- Records shown:
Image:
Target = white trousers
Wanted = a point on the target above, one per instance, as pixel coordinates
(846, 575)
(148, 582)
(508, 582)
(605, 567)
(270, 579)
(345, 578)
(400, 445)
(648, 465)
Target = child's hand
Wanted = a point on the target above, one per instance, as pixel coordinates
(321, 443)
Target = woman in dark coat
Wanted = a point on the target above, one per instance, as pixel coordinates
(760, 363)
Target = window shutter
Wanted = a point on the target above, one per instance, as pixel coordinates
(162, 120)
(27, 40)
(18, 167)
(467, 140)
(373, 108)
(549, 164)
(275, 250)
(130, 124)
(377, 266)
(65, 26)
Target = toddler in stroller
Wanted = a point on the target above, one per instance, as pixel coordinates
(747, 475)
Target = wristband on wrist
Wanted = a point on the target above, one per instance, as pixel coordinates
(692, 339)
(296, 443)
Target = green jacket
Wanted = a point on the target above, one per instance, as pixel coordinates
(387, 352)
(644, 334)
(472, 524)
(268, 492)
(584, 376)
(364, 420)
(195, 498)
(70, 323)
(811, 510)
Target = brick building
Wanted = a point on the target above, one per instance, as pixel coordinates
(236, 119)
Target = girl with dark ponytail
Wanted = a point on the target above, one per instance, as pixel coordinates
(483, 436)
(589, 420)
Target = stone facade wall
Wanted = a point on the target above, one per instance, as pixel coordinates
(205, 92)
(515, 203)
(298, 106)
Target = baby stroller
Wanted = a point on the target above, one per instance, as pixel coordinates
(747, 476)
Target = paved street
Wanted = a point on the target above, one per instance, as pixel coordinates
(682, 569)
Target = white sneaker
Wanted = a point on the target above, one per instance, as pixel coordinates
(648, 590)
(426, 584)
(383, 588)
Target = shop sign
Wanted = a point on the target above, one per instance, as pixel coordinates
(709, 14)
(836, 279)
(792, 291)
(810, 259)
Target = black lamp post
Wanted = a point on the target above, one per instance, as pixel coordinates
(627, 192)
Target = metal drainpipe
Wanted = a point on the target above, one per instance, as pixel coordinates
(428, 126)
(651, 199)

...

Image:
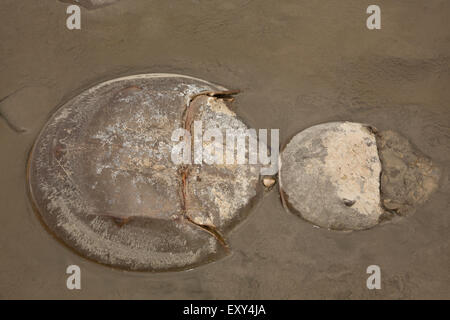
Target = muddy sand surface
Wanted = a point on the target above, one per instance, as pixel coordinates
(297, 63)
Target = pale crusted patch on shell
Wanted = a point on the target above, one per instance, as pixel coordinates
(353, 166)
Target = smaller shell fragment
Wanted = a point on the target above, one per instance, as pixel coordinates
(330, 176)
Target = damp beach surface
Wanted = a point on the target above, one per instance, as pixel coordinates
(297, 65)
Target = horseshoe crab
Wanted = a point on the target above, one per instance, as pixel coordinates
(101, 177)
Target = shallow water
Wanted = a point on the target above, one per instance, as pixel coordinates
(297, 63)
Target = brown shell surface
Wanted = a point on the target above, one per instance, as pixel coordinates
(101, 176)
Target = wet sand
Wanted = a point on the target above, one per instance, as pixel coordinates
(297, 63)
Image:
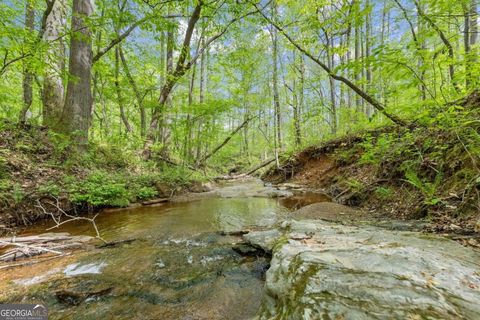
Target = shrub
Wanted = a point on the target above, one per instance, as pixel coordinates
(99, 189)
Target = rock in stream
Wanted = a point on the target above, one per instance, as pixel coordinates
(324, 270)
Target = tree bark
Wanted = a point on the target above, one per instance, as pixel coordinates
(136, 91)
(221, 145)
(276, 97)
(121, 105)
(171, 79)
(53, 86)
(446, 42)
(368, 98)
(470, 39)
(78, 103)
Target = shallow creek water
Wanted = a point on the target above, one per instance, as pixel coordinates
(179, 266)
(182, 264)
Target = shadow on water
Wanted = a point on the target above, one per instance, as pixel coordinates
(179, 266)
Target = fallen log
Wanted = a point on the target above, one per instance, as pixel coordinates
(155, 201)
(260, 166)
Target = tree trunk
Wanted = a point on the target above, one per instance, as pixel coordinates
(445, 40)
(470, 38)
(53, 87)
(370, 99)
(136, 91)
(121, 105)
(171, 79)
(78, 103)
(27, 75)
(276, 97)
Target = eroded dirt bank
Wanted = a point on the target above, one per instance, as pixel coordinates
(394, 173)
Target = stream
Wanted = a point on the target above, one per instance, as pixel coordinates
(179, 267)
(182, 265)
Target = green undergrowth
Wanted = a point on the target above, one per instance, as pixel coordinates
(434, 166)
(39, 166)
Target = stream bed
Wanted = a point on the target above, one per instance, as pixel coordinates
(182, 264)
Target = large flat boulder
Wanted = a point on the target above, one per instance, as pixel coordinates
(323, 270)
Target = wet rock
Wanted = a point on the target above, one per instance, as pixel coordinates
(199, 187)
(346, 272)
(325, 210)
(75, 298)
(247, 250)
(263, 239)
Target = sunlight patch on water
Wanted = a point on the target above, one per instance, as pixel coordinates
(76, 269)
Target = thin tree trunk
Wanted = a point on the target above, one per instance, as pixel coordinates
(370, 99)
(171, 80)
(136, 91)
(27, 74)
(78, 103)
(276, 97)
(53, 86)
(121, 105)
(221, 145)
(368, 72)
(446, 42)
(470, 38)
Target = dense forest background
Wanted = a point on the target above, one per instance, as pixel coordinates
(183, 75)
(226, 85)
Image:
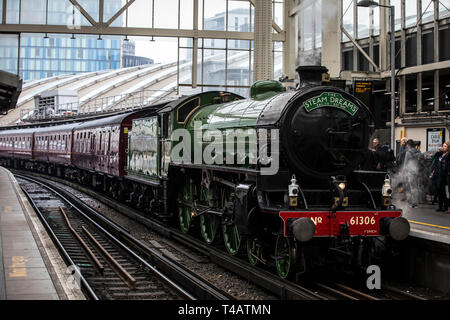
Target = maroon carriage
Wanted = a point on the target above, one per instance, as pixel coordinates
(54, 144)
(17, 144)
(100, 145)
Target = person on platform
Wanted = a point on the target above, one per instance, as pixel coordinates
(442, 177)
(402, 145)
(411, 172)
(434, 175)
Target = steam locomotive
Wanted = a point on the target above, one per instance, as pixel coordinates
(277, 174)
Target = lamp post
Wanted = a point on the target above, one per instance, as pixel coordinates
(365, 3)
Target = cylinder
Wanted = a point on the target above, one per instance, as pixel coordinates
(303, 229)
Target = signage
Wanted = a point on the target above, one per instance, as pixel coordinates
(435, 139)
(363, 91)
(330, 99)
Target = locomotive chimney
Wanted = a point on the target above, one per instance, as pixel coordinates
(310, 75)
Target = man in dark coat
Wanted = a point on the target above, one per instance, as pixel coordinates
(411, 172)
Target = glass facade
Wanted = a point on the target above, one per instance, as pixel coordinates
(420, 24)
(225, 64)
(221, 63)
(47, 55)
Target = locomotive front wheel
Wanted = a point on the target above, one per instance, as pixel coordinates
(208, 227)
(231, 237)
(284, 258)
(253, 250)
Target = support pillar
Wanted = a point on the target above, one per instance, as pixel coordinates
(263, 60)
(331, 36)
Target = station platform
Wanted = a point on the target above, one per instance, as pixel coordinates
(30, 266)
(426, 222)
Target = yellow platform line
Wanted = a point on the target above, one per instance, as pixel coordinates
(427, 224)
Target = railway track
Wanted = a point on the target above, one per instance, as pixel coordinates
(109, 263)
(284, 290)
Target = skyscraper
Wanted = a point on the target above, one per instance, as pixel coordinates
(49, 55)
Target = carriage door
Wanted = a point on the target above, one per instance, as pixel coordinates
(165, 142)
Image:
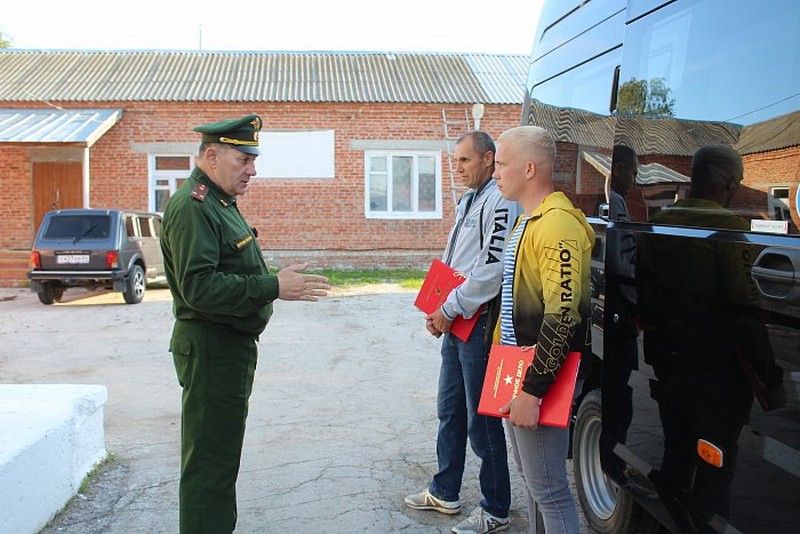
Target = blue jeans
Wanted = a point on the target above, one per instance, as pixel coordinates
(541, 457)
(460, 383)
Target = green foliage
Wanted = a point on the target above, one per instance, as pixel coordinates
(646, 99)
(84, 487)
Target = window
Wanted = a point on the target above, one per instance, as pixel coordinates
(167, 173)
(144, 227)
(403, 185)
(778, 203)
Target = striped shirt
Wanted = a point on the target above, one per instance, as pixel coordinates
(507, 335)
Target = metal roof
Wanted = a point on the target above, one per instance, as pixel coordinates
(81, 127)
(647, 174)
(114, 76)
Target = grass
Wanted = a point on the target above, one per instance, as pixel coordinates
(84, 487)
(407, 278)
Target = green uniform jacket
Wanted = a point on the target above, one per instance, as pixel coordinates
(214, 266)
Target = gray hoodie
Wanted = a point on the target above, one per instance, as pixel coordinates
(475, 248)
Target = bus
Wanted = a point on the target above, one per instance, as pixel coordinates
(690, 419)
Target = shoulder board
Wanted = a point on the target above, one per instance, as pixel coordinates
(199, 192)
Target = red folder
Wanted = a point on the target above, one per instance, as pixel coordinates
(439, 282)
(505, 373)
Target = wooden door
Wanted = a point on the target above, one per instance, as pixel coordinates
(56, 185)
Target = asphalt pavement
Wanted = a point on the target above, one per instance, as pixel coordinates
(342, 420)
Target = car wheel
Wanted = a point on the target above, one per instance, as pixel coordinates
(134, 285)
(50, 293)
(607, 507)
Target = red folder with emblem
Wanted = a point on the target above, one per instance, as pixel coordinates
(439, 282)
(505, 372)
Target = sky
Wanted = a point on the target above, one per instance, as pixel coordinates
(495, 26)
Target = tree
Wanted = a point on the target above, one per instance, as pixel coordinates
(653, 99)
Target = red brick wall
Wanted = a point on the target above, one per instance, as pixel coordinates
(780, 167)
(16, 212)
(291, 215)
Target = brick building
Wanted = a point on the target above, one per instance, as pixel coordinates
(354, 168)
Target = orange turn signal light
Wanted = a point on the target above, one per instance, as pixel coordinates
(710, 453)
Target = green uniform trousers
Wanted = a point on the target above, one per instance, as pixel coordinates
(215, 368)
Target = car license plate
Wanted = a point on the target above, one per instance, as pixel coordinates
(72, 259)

- What to work on: Show every line of the entries above that contains the word "post", copying each one in full.

- Finished answer:
Target = black lamp post
Target = lamp post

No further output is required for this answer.